PROBLEM REQUIREMENTS
Starting at the line that holds "Each instance of the curtain", quote every line through the end of the records, both boundary lines included. Omit the pictures.

TASK INPUTS
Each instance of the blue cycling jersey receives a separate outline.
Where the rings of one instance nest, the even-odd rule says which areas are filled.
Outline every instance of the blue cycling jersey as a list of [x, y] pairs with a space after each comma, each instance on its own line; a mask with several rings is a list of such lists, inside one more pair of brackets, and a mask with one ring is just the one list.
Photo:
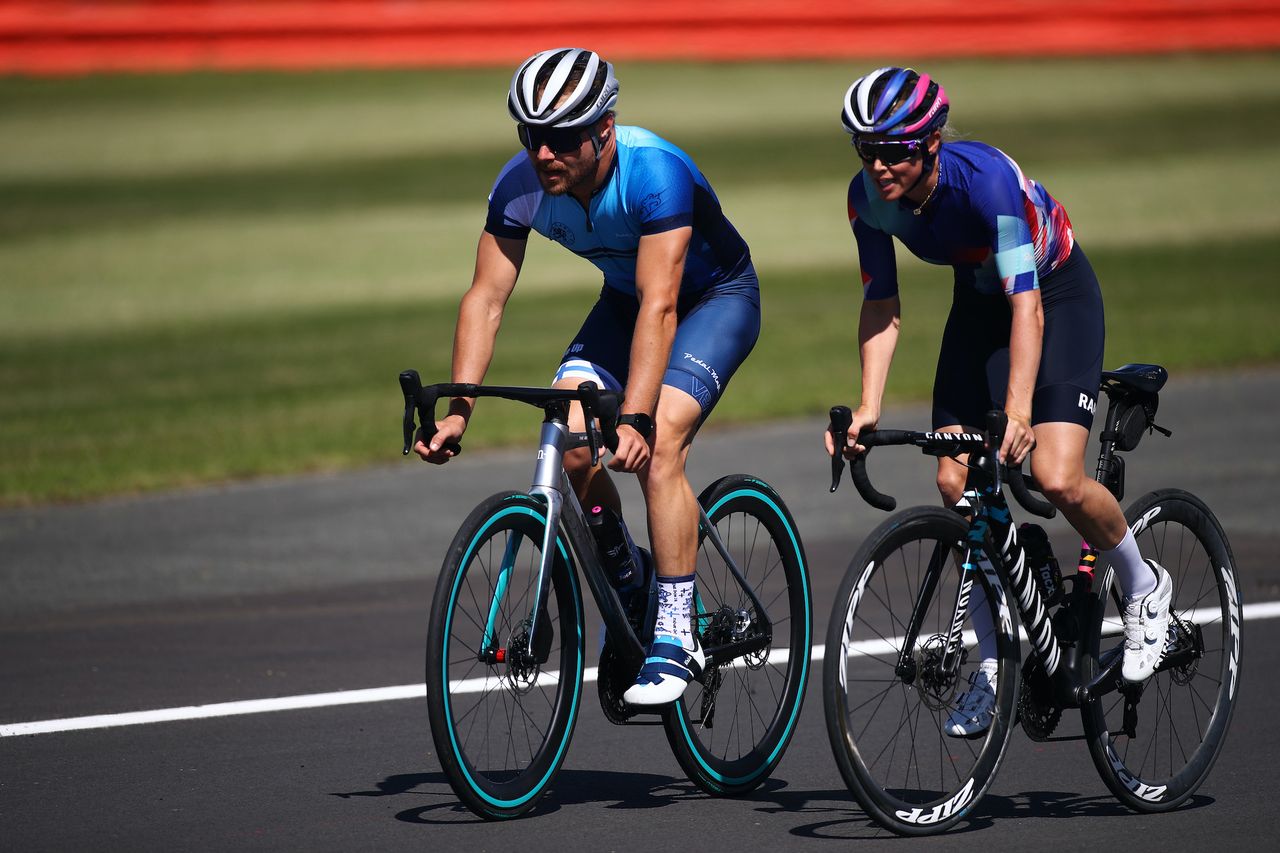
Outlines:
[[938, 152], [938, 186], [916, 215], [911, 201], [883, 201], [866, 170], [849, 184], [849, 222], [858, 243], [863, 295], [898, 292], [893, 237], [979, 293], [1021, 293], [1071, 255], [1066, 210], [1022, 174], [1007, 154], [981, 142], [948, 142]]
[[525, 239], [530, 229], [600, 268], [608, 286], [634, 294], [640, 238], [693, 227], [681, 293], [737, 279], [751, 262], [747, 244], [720, 210], [711, 184], [689, 155], [640, 127], [615, 127], [616, 155], [590, 209], [570, 194], [548, 195], [521, 152], [489, 194], [485, 230]]

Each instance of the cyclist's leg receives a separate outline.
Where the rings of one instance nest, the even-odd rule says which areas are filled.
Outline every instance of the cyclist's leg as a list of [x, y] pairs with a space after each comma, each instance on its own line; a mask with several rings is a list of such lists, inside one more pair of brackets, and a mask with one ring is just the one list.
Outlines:
[[702, 407], [685, 392], [664, 384], [654, 415], [653, 454], [639, 473], [649, 516], [649, 542], [658, 576], [693, 572], [698, 548], [698, 502], [685, 462]]
[[1142, 559], [1120, 504], [1084, 474], [1084, 453], [1102, 380], [1102, 292], [1076, 246], [1042, 282], [1044, 344], [1031, 404], [1037, 449], [1032, 473], [1054, 506], [1116, 570], [1125, 601], [1124, 678], [1142, 681], [1164, 654], [1173, 582]]
[[689, 443], [702, 418], [698, 401], [663, 385], [654, 413], [653, 454], [637, 472], [658, 575], [658, 613], [645, 665], [623, 701], [665, 705], [684, 693], [706, 658], [692, 625], [698, 504], [685, 476]]
[[[1009, 369], [1009, 324], [1009, 307], [1002, 294], [980, 294], [967, 286], [956, 286], [934, 375], [935, 432], [981, 432], [977, 424], [986, 413], [1003, 407], [996, 389], [1003, 397]], [[947, 507], [956, 506], [964, 495], [969, 473], [965, 462], [966, 456], [938, 458], [938, 492]], [[985, 561], [985, 556], [979, 557], [980, 564]], [[982, 584], [974, 584], [970, 593], [969, 619], [978, 636], [979, 665], [994, 667], [998, 653], [995, 625]]]
[[[553, 386], [577, 388], [583, 382], [595, 382], [601, 388], [621, 391], [627, 381], [636, 310], [635, 297], [606, 285], [573, 342], [565, 348]], [[569, 428], [575, 432], [586, 429], [582, 407], [577, 403], [569, 411]], [[590, 450], [580, 447], [566, 452], [564, 467], [584, 506], [607, 506], [621, 515], [617, 487], [603, 464], [592, 466]]]
[[[938, 350], [933, 379], [935, 432], [981, 432], [993, 408], [1004, 408], [1009, 379], [1011, 315], [1003, 294], [977, 293], [957, 284]], [[964, 493], [965, 457], [938, 459], [938, 492], [955, 506]]]
[[1035, 434], [1031, 473], [1044, 496], [1095, 548], [1114, 548], [1124, 538], [1128, 525], [1115, 496], [1106, 486], [1085, 476], [1089, 430], [1080, 424], [1058, 421], [1036, 424]]
[[639, 472], [658, 574], [658, 624], [648, 663], [624, 696], [633, 704], [678, 699], [702, 665], [693, 631], [698, 504], [685, 474], [689, 447], [729, 379], [760, 333], [755, 272], [681, 306], [651, 439], [653, 455]]
[[760, 334], [755, 270], [682, 300], [654, 416], [653, 456], [640, 472], [658, 575], [693, 572], [698, 502], [685, 476], [689, 447]]
[[1155, 576], [1143, 562], [1120, 504], [1085, 474], [1084, 455], [1102, 381], [1102, 291], [1084, 251], [1045, 278], [1044, 343], [1031, 405], [1032, 473], [1046, 498], [1116, 567], [1126, 595], [1145, 595]]

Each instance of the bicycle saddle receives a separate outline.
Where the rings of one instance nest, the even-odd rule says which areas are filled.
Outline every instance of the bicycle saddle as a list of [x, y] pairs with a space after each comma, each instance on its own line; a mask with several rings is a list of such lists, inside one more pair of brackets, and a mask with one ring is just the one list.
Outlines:
[[1158, 364], [1126, 364], [1102, 371], [1103, 382], [1115, 382], [1142, 394], [1158, 394], [1169, 380], [1169, 371]]

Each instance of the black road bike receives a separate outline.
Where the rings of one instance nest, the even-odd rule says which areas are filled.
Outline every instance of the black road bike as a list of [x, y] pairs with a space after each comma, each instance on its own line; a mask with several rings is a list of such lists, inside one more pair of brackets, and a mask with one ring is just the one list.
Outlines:
[[[1103, 374], [1108, 398], [1097, 479], [1124, 496], [1124, 459], [1154, 423], [1168, 378], [1156, 365]], [[831, 412], [836, 446], [851, 423]], [[1082, 546], [1079, 570], [1062, 582], [1056, 561], [1013, 526], [1002, 487], [1028, 511], [1051, 517], [1029, 478], [1000, 464], [1004, 414], [987, 434], [879, 430], [868, 448], [913, 445], [934, 456], [969, 454], [965, 514], [914, 507], [877, 527], [844, 577], [831, 614], [823, 670], [827, 732], [845, 782], [868, 815], [902, 835], [942, 832], [986, 793], [1015, 723], [1049, 739], [1062, 712], [1080, 709], [1098, 773], [1130, 809], [1176, 808], [1204, 782], [1222, 749], [1240, 686], [1242, 610], [1226, 534], [1199, 498], [1161, 489], [1133, 502], [1126, 519], [1146, 557], [1172, 575], [1174, 599], [1163, 661], [1140, 684], [1120, 676], [1120, 595], [1110, 566]], [[994, 449], [989, 449], [994, 448]], [[843, 472], [832, 461], [834, 492]], [[866, 455], [851, 474], [862, 497], [891, 511], [871, 485]], [[1034, 483], [1030, 483], [1034, 487]], [[1025, 546], [1025, 547], [1024, 547]], [[1038, 554], [1036, 552], [1039, 552]], [[1032, 554], [1032, 557], [1029, 557]], [[1097, 570], [1095, 572], [1095, 569]], [[966, 630], [975, 584], [998, 649], [990, 727], [949, 737], [943, 722], [976, 666], [978, 637]], [[975, 597], [975, 600], [983, 598]], [[1016, 615], [1015, 615], [1016, 614]], [[1022, 661], [1018, 630], [1030, 646]]]
[[[427, 635], [427, 705], [445, 776], [473, 812], [513, 818], [532, 809], [565, 758], [595, 678], [615, 724], [660, 722], [676, 760], [703, 791], [741, 794], [782, 758], [800, 716], [813, 617], [804, 549], [782, 498], [746, 475], [723, 477], [698, 498], [693, 626], [706, 654], [697, 682], [658, 710], [622, 701], [652, 638], [656, 579], [624, 604], [610, 583], [564, 453], [615, 447], [622, 395], [469, 384], [423, 386], [400, 374], [404, 452], [415, 414], [429, 438], [440, 397], [502, 397], [544, 412], [533, 484], [500, 492], [459, 528], [441, 567]], [[569, 429], [582, 405], [586, 432]], [[455, 452], [460, 448], [451, 446]], [[598, 666], [586, 663], [583, 581], [606, 627]], [[635, 719], [658, 713], [660, 721]]]

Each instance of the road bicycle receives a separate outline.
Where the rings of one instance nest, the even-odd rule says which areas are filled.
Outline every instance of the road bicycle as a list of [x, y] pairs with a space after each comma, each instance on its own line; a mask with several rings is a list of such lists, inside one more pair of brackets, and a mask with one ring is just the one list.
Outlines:
[[[742, 794], [764, 782], [795, 733], [813, 641], [804, 548], [777, 492], [739, 474], [698, 497], [692, 619], [706, 664], [671, 705], [630, 706], [622, 694], [652, 639], [657, 581], [651, 574], [639, 594], [622, 600], [563, 464], [566, 451], [588, 448], [594, 465], [603, 448], [616, 446], [622, 395], [590, 382], [576, 390], [424, 387], [412, 370], [400, 384], [406, 454], [415, 414], [426, 438], [435, 433], [442, 396], [501, 397], [544, 412], [531, 487], [500, 492], [471, 512], [436, 584], [427, 705], [440, 764], [459, 799], [487, 819], [532, 809], [564, 761], [583, 682], [592, 676], [605, 717], [619, 725], [660, 722], [703, 791]], [[585, 432], [568, 426], [572, 402], [582, 406]], [[606, 631], [595, 668], [586, 665], [583, 580]]]
[[[1124, 496], [1124, 459], [1156, 426], [1168, 378], [1156, 365], [1103, 373], [1108, 398], [1096, 478]], [[851, 415], [831, 412], [843, 447]], [[1077, 572], [1062, 582], [1043, 531], [1017, 529], [1002, 487], [1028, 511], [1051, 517], [1020, 468], [1000, 464], [1007, 425], [987, 416], [987, 434], [878, 430], [868, 448], [913, 445], [934, 456], [969, 454], [966, 501], [953, 511], [915, 507], [877, 527], [850, 563], [827, 633], [823, 705], [836, 763], [858, 803], [902, 835], [942, 832], [968, 814], [994, 779], [1020, 722], [1033, 740], [1053, 735], [1062, 712], [1080, 709], [1084, 737], [1111, 792], [1138, 812], [1176, 808], [1204, 782], [1222, 749], [1240, 685], [1242, 610], [1236, 568], [1222, 526], [1203, 501], [1178, 489], [1143, 495], [1126, 519], [1145, 557], [1173, 577], [1173, 618], [1163, 661], [1139, 684], [1120, 675], [1120, 594], [1110, 566], [1082, 543]], [[992, 448], [992, 449], [988, 449]], [[896, 503], [867, 475], [866, 454], [851, 475], [872, 506]], [[844, 460], [832, 461], [831, 491]], [[1024, 547], [1025, 546], [1025, 547]], [[1045, 550], [1048, 549], [1048, 553]], [[974, 595], [980, 585], [985, 596]], [[985, 599], [995, 626], [996, 707], [988, 729], [947, 736], [943, 721], [978, 663], [966, 629], [970, 598]], [[1016, 615], [1015, 615], [1016, 612]], [[1029, 643], [1020, 664], [1018, 630]]]

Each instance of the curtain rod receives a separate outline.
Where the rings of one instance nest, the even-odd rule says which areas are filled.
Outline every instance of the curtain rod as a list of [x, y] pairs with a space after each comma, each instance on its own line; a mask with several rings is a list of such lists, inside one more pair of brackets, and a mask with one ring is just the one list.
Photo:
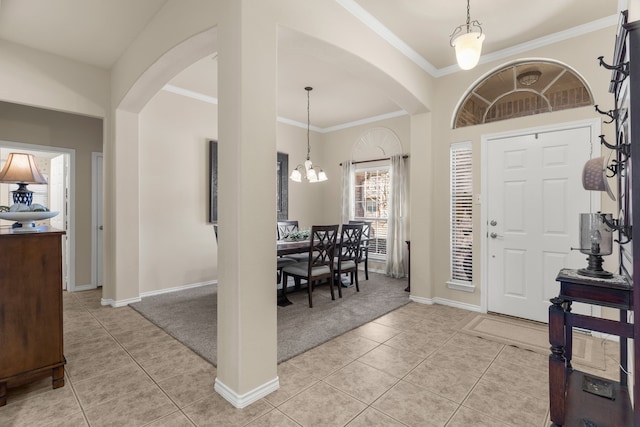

WRITTEN ANSWER
Each instance of the curtain rod receives a separate outline.
Where the rings of one instance nest, the even-odd rule says which areas are filled.
Outline every instance of the curtain rod as a list of [x, y] pairs with a space after each comma, each instance on its own line; a mask with several rings is a list of such lists, inside one more pair of brackets, and a mask with one ring is just the one list.
Photo:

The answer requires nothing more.